Activity
Write down nothing except how many lines in the entries contain "fallen".

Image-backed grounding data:
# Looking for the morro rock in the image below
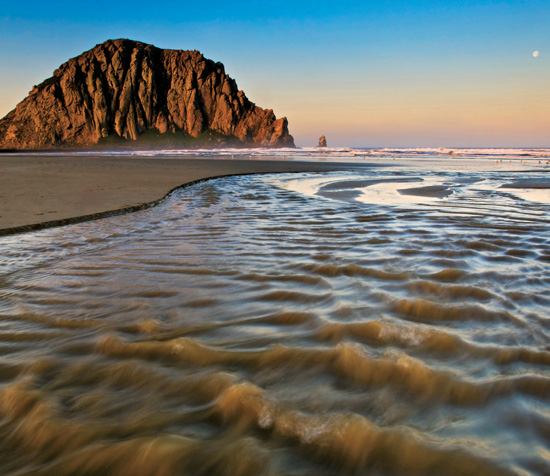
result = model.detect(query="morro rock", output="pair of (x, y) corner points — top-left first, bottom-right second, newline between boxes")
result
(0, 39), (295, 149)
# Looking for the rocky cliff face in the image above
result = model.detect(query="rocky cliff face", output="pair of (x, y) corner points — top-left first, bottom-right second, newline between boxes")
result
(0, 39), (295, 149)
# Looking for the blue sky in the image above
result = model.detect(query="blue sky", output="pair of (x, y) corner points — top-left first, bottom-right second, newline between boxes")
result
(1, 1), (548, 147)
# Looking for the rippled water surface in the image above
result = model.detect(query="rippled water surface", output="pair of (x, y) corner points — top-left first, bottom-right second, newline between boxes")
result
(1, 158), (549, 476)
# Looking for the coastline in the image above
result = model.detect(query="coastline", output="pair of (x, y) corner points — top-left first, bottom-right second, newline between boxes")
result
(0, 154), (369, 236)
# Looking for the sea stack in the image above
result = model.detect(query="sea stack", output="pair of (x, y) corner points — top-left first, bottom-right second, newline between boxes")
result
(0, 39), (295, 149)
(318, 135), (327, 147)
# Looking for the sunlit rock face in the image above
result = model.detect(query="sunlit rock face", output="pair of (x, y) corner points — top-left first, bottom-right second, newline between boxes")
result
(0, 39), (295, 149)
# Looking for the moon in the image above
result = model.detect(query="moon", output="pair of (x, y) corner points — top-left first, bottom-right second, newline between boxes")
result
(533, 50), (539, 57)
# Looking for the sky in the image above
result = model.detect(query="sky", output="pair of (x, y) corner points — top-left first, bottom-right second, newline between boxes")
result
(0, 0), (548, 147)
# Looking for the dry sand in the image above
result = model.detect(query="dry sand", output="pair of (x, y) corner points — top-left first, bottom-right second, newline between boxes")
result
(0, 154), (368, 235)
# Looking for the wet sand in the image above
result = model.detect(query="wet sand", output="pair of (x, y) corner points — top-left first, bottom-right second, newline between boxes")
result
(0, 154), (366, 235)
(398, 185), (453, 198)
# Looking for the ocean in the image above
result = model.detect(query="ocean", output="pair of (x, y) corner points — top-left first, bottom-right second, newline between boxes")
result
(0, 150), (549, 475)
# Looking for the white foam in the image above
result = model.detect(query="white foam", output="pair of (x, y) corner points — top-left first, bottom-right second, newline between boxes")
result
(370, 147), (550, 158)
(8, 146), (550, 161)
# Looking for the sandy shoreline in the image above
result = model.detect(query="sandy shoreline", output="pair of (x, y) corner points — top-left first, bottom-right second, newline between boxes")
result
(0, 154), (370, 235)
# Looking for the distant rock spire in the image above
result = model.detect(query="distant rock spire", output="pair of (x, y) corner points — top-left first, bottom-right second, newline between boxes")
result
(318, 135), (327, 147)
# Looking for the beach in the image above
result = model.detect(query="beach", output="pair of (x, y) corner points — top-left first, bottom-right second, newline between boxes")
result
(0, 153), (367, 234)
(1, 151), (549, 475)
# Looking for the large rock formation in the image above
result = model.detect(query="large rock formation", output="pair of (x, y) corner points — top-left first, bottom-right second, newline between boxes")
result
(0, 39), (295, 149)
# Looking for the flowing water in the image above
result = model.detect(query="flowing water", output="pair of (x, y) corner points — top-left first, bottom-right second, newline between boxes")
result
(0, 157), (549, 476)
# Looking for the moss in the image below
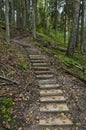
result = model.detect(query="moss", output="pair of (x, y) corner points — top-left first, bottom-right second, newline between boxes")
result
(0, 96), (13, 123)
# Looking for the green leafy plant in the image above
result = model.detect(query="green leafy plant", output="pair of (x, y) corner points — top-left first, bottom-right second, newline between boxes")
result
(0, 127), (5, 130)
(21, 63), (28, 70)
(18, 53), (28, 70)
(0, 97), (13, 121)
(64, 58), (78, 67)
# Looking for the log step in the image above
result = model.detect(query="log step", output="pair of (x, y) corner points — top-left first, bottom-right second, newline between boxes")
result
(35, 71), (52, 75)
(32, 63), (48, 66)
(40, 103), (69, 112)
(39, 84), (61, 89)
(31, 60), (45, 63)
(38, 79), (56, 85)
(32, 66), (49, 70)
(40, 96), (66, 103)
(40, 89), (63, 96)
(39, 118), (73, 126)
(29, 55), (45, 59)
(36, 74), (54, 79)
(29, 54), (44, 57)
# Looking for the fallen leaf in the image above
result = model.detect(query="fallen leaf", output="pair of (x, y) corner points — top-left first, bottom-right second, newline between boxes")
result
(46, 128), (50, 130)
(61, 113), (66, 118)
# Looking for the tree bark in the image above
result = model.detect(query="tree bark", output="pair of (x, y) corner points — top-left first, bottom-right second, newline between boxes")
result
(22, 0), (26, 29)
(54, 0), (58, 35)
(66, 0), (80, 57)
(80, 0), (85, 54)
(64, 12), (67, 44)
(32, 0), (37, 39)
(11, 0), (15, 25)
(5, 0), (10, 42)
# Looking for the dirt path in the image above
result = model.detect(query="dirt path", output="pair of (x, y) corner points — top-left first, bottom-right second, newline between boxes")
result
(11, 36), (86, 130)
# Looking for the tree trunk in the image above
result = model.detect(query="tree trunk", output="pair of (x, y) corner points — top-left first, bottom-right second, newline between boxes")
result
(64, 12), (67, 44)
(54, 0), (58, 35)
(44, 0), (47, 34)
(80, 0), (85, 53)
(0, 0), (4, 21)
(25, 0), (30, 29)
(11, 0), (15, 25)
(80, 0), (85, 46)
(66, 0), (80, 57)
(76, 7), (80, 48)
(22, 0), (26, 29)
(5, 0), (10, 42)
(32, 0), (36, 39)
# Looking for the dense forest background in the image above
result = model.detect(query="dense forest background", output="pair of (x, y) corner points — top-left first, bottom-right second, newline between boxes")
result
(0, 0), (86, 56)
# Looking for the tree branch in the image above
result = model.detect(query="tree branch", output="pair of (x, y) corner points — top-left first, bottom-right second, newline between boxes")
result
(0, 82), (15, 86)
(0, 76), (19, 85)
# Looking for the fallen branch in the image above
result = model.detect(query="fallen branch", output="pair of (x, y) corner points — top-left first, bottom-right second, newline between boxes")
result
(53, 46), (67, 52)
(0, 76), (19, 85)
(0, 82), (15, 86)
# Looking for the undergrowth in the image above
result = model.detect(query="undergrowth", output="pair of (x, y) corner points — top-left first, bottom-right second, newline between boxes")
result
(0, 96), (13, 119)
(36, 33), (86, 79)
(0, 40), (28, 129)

The completed task
4